** TASK STATEMENT **
Once you find the line that contains "Question: locate the window" in the entries below, give it again along with every following line, unchanged, through the final one.

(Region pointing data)

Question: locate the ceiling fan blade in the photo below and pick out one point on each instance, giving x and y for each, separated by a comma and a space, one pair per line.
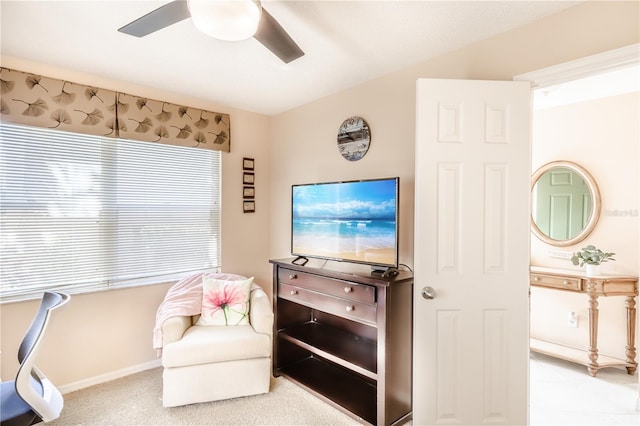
157, 19
271, 34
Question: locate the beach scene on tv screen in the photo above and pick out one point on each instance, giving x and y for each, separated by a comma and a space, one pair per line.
353, 221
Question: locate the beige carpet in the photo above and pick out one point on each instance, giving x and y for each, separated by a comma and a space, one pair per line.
136, 400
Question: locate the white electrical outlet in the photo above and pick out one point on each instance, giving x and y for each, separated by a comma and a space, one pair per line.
560, 254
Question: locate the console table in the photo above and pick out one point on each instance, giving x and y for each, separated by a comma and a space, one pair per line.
592, 287
346, 338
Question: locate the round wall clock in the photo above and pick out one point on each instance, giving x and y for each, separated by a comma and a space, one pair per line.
354, 138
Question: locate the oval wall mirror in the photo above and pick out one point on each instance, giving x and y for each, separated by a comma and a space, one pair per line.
565, 203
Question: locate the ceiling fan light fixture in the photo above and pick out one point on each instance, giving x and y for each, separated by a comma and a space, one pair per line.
230, 20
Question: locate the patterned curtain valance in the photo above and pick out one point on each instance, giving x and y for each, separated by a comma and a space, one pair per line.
40, 101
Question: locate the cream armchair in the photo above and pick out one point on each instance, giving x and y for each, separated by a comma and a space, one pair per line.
209, 363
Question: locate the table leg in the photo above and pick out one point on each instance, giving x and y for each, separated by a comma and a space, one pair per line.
630, 349
593, 334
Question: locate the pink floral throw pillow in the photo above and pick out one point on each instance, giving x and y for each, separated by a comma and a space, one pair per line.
225, 302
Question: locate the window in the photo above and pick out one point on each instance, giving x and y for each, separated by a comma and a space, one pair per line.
80, 212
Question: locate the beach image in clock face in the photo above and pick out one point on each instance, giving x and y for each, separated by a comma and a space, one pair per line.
354, 138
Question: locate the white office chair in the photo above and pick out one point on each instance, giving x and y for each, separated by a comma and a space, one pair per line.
31, 397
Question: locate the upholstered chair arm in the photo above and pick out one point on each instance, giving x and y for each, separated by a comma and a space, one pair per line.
173, 329
260, 311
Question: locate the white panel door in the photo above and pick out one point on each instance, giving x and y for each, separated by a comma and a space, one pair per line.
473, 171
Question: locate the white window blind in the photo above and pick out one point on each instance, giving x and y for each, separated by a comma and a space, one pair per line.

** SOLUTION **
Question: locate the window in the photo above and pick out one point on each instance, giving x and y for each, separated by a comma and a space, one pair per line.
80, 212
Question: locate the beach image in clock face in the photo above and pick out one point on each instance, giving x and y for each, separated by a comma and a space, one pair per line.
354, 138
Question: locate the white office chair in the photo above and pick out one point on each instance, giving x and y for each, separated by a comma and a space, one pair per line.
31, 397
Question: locate the upholstered chair arm in the photo above and pick out one point on each instance, giving x and y for each, separated by a comma and a space, one pair per line.
173, 329
260, 311
Question: locate the white panel door in the photo above and pick out one point on each instance, giving x and y for each, separated by a comma and a space, one pair per line.
473, 171
Question: locate the white window blind in the photo above and pick out one point on each instance, giving x and y for each, separated by a comma and a space, one pair per line.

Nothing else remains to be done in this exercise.